• [Assignment]: Every single entry below should be reproduced verbatim.

• [Given data]:
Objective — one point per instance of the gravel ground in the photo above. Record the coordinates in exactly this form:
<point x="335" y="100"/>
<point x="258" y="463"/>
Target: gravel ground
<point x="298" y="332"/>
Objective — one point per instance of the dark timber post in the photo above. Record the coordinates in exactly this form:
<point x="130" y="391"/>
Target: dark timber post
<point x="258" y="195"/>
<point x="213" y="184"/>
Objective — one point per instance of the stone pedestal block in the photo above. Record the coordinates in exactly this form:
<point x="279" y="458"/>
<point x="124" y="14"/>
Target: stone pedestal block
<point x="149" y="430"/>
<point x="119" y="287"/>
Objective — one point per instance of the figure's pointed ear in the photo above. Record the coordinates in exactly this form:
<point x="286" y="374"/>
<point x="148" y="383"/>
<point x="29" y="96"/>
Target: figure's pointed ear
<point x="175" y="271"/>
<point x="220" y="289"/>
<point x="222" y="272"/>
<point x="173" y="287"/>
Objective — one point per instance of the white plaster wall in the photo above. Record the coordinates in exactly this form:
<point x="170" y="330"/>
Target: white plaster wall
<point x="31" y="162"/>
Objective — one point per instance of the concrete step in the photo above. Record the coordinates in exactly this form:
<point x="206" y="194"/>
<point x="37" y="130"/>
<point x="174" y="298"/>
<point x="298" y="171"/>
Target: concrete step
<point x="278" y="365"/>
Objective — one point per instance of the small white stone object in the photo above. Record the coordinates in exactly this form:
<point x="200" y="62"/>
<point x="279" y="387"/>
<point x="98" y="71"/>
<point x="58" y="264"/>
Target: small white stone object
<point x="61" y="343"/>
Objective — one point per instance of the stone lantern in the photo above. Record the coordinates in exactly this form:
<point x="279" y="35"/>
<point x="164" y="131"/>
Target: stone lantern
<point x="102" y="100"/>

• [Answer space]:
Objective — one point per instance of the gravel ground in the photo above. Record the coordinates in exactly this form:
<point x="335" y="100"/>
<point x="258" y="463"/>
Target: gravel ground
<point x="298" y="332"/>
Objective — one point per instance of the dark timber post in the photo above. Record the coordinates in exactly this form:
<point x="130" y="391"/>
Target: dark timber post
<point x="258" y="195"/>
<point x="213" y="184"/>
Objective — one point per instance of the stone pedestal block in the photo above. Record the coordinates in exactly this form:
<point x="279" y="458"/>
<point x="124" y="14"/>
Target: stone pedestal block
<point x="149" y="430"/>
<point x="119" y="287"/>
Objective — one point per instance of the figure's pointed ear in the photo above. Record the coordinates in exactly this form:
<point x="286" y="374"/>
<point x="148" y="383"/>
<point x="29" y="96"/>
Target: figure's pointed ear
<point x="175" y="271"/>
<point x="220" y="289"/>
<point x="222" y="272"/>
<point x="173" y="287"/>
Objective — one point per instance of the white plaster wall in the photo above. Record the coordinates in exactly this form:
<point x="170" y="330"/>
Target: white plaster wall
<point x="31" y="162"/>
Objective — one point per instance of the concrete step in the photo above. Record the coordinates in exactly this form:
<point x="206" y="194"/>
<point x="37" y="130"/>
<point x="174" y="298"/>
<point x="298" y="171"/>
Target: concrete step
<point x="278" y="365"/>
Objective — one point per instance of the small white stone object in the photo above. Record the coordinates in exactly this form:
<point x="200" y="62"/>
<point x="279" y="387"/>
<point x="98" y="71"/>
<point x="58" y="264"/>
Target: small white stone object
<point x="61" y="343"/>
Objective — one point per instance of the stone lantern in the photo above. Record the coordinates in exactly this form:
<point x="279" y="35"/>
<point x="164" y="131"/>
Target: stone lantern
<point x="102" y="100"/>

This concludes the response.